QUOTED TEXT:
One of the reasons I could read so many books last year was that I now no longer have any difficulty listening to audiobooks. These days I can crank them up to triple speed, depending on the narrator, and follow the text without issue. Hooray! I can read even more shit. Hurrah!

Well, one of the best audiobooks I read was The Authoritarians by Bob Altemeyer, narrated by the author. Bob is a very enthusiastic narrator, and a passionate, amusing writer. Even though it’s popular psychology, it does go into some detail of methodology, so it’s not a complete waste of time.* But being a psychology book perhaps it is anyway as while it describes American “right-wing authoritarianism” very well, that’s all it does. But Bob A is a passionate narrator and a reasonable…describer, so it’s highly entertaining, even if he doesn’t give you any prizes for listening.

INFORMATION SHOWN:
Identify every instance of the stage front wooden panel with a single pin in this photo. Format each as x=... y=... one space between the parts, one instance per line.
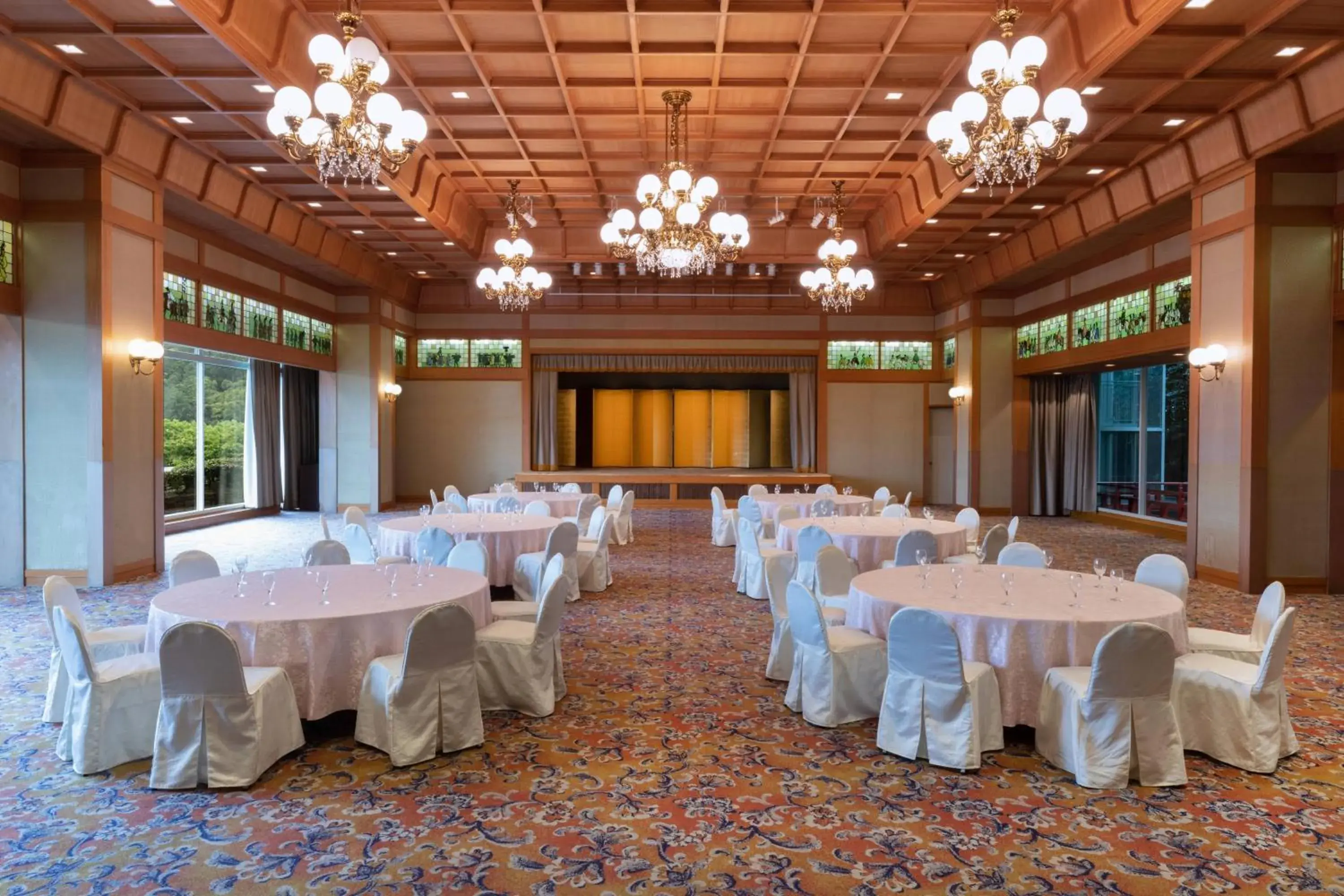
x=690 y=428
x=654 y=428
x=613 y=422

TO-DO LIST:
• A. In the audiobook post, list every phrase that describes Bob Altemeyer as a narrator, writer, or describer.
• B. According to the audiobook post, how fast can the writer now listen to audiobooks?
• C. Extend the audiobook post, starting after its last sentence.
The listing has no connection to the audiobook post.

OUTPUTS FOR THE TASKS:
• A.
- a very enthusiastic narrator
- a passionate, amusing writer
- a passionate narrator
- a reasonable…describer

• B. Up to triple speed, depending on the narrator.

• C.
[If you want something a little more explanatory, try How Democracies Die (interesting due to its references to multiple real-world examples of democratic degradation, with only minor factual inaccuracies), or The Dictator’s Handbook (clouded by its popular prose and scholastic-nonsense thought experiments and comical policy advise, but nevertheless its tremendously cynical explanation of political behaviour is an attractive and plausible one—if very poorly argued for, at times).]

Professor Stephen Hicks’s worst nightmare.

Professor Stephen Hicks’s worst nightmare.

Another hilarious non-fiction book I read was Stephen Hicks’s Nietzsche and the Nazis. I first encountered Prof. Hicks’s work in a blog whinging about modern art. It was very clear the man knew absolutely nothing about aesthetics, art history, or the philosophy and sensibilities of the artists he was speaking about. It was utter nonsense. I thought he was just some angry dude with a blog, but apparently he’s a professor of philosophy. Still, at least not of art. Well, as it turns out, he doesn’t seem to know much more about philosophy, and even when discussing philosophy, he just can’t stop himself from getting into aesthetics. Unfortunately, even when writing a book rather than a blog, he fudges the facts about relevant iconography and its inspirations.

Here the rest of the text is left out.